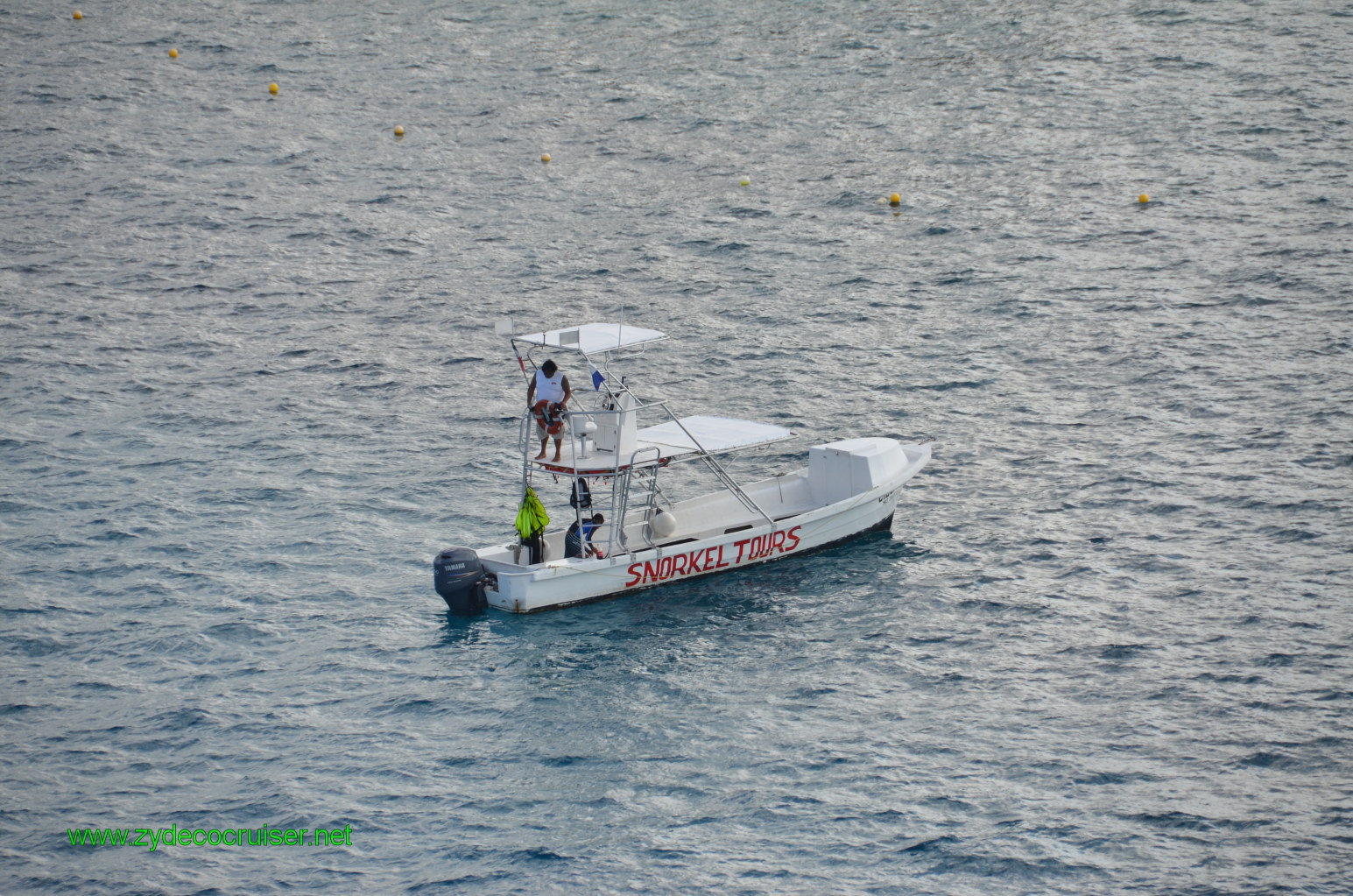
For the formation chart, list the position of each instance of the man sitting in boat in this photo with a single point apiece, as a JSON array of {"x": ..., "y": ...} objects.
[
  {"x": 548, "y": 396},
  {"x": 578, "y": 539}
]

▸ Exercise brief: Leaving the pictures out, write out every entry exactly.

▸ Task solution:
For the formation chart, list the position of each instance of the man sitting in boat in this photo with a single point apiece, as a JSON array of {"x": ..., "y": ...} objects.
[
  {"x": 548, "y": 396},
  {"x": 578, "y": 539}
]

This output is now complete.